• Set exercise: Reproduce the part of the R scatterplot thread that runs from "library(viridis)" to "example you posted.", word for word.

• Selected passage:
The data is quite big and hard to simulate, but here's a try. I doesn't look like the actual data, but the data format is the same.
chr <- c(rep(1:10,1000))
position <- runif(10000, min=0, max=5e8)
distance <- runif(10000, min=1, max=1e5)
log10dist <- log10(distance)
df1 <- data.frame(chr, position, distance, log10dist)
ggplot(df1, aes(position, log10dist)) +
geom_point(shape=16, size=0.25, alpha=0.5, show.legend = FALSE) +
facet_wrap(~chr, ncol = 5, nrow = 2, scales = "free_x")
Any help is highly appreciated.
回答1:
library(ggplot2)
library(ggalt)
library(viridis)
chr <- c(rep(1:10,1000))
position <- runif(10000, min=0, max=5e8)
distance <- runif(10000, min=1, max=1e5)
log10dist <- log10(distance)
df1 <- data.frame(chr, position, distance, log10dist)
ggplot(df1, aes(position, log10dist)) +
geom_point(shape=16, size=0.25, show.legend = FALSE) +
stat_bkde2d(aes(fill=..level..), geom="polygon") +
scale_fill_viridis() +
facet_wrap(~chr, ncol = 5, nrow = 2, scales = "free_x")
In practice, I'd take the initial bandwidth guess and then figure out an optimal bandwidth. Apart from taking the lazy approach and just plotting the points w/o filtering (smoothScatter() filters everything but the outliers based on npoints) this is generating the "smoothed scatterplot" like the example you posted.
smoothScatter() uses different defaults, so it comes out a bit differently:
par(mfrow=c(nr=2, nc=5))
for (chr in unique(df1$chr)) {
plt_df <- dplyr::filter(df1, chr==chr)
smoothScatter(df1$position, df1$log10dist, colramp=viridis)
}
geom_hex() is going to show the outliers, but not as distinct points:
ggplot(df1, aes(position, log10dist)) +
geom_point(shape=16, size=0.25, show.legend = FALSE, color="red") +
scale_fill_viridis() +
facet_wrap(~chr, ncol = 5, nrow = 2, scales = "free_x")

• Excerpted records:
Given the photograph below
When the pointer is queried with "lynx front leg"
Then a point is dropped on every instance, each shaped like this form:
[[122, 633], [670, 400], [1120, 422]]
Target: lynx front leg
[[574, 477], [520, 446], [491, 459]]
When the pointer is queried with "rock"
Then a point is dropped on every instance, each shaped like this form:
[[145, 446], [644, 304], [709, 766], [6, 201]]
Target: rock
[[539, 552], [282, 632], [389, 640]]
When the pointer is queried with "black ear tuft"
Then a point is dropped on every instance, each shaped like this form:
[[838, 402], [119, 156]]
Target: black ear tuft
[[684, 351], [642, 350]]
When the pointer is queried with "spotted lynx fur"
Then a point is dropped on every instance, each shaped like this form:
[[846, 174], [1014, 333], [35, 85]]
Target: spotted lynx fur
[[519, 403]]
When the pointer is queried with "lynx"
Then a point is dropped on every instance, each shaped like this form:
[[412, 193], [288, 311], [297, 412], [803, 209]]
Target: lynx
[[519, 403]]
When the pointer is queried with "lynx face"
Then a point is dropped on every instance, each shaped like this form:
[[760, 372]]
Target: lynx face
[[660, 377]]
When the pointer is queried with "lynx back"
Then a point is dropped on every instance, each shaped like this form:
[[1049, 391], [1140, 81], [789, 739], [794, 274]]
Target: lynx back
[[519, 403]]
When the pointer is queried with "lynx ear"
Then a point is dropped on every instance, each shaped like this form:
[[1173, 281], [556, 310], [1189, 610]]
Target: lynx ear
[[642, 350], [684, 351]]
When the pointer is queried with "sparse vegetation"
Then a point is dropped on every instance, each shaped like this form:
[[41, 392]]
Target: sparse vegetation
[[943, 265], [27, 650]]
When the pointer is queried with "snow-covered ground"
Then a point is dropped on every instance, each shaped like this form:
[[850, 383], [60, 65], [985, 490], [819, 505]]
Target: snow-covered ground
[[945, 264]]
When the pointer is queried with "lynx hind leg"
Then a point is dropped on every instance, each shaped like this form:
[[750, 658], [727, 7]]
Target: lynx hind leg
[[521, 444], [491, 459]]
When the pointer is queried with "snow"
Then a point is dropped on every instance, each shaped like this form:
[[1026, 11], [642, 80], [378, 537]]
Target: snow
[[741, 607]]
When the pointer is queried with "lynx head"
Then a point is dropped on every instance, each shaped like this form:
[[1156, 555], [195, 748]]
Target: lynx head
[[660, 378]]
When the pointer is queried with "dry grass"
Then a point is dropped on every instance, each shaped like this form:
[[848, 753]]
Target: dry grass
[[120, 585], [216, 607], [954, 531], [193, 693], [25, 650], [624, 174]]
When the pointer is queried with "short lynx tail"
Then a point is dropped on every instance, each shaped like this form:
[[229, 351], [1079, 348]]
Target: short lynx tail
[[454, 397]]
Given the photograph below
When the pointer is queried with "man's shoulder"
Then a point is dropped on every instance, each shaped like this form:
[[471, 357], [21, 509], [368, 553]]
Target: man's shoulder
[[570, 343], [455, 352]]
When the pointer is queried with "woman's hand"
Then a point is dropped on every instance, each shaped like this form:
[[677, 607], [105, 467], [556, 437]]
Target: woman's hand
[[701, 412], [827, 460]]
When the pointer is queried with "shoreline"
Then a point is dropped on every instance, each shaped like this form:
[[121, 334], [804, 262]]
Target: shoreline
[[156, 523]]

• Correct output:
library(viridis)
chr <- c(rep(1:10,1000))
position <- runif(10000, min=0, max=5e8)
distance <- runif(10000, min=1, max=1e5)
log10dist <- log10(distance)
df1 <- data.frame(chr, position, distance, log10dist)
ggplot(df1, aes(position, log10dist)) +
geom_point(shape=16, size=0.25, show.legend = FALSE) +
stat_bkde2d(aes(fill=..level..), geom="polygon") +
scale_fill_viridis() +
facet_wrap(~chr, ncol = 5, nrow = 2, scales = "free_x")
In practice, I'd take the initial bandwidth guess and then figure out an optimal bandwidth. Apart from taking the lazy approach and just plotting the points w/o filtering (smoothScatter() filters everything but the outliers based on npoints) this is generating the "smoothed scatterplot" like the example you posted.